* Written request
From the rows below, arrange the lines from the one containing "[indicate] one point per instance, sample <point>71,6</point>." through the one containing "<point>454,97</point>", inclusive, as a Markdown table with the columns No. and Text, numbering each line and skipping blank lines.

##### Stored data #####

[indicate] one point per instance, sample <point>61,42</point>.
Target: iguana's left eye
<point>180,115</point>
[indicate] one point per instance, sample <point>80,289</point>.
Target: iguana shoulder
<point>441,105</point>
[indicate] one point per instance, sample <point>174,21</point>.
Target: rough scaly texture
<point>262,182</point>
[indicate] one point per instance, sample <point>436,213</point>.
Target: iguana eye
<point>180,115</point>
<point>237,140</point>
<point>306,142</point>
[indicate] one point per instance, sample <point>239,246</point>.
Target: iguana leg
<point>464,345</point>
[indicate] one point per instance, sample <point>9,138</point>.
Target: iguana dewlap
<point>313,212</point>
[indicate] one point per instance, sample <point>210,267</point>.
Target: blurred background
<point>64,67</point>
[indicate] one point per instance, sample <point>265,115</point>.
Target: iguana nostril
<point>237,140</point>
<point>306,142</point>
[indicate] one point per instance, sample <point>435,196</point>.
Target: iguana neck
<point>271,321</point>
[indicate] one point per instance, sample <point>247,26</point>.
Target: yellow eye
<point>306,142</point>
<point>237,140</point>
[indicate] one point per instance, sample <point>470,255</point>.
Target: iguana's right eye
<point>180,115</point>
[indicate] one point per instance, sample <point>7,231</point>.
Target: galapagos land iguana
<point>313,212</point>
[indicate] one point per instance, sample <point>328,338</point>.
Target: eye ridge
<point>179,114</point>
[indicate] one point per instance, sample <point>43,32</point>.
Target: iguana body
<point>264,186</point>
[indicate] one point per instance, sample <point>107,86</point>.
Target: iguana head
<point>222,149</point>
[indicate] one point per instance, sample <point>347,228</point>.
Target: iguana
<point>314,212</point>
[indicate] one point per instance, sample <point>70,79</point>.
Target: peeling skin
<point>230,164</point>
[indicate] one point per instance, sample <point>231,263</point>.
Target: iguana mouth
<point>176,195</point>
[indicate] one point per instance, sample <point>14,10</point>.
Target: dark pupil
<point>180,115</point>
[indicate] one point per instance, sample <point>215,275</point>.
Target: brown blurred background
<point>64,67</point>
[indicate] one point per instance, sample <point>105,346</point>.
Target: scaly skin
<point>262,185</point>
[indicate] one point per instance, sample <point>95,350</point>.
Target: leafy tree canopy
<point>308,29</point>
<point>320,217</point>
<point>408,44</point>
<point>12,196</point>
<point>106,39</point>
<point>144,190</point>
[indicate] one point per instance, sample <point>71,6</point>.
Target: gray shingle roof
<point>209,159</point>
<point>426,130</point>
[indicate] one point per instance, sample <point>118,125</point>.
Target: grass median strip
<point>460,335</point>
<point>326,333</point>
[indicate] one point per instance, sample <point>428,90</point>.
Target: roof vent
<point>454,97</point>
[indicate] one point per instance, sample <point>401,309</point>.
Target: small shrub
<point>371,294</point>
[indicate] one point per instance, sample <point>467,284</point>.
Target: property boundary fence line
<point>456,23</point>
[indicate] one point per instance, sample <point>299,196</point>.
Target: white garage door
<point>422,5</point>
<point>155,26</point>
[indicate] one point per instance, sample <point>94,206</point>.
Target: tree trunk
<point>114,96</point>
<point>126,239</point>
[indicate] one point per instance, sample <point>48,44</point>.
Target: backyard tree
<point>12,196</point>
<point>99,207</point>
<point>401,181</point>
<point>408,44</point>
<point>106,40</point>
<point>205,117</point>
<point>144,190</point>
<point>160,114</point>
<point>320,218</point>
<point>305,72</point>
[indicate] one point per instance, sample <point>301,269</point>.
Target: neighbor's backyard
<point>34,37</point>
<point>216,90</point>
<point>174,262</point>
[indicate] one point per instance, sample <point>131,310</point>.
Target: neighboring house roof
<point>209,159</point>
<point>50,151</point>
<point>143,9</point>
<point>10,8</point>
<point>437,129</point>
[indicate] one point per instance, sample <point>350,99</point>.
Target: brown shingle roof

#####

* Result below
| No. | Text |
|---|---|
| 1 | [indicate] one point per instance, sample <point>71,6</point>. |
| 2 | Target: gray shingle roof |
| 3 | <point>209,159</point> |
| 4 | <point>426,130</point> |
| 5 | [indicate] one point per instance, sample <point>118,125</point>. |
| 6 | Target: grass median strip |
| 7 | <point>460,335</point> |
| 8 | <point>326,333</point> |
| 9 | [indicate] one point per instance, sample <point>428,90</point>. |
| 10 | Target: roof vent |
| 11 | <point>454,97</point> |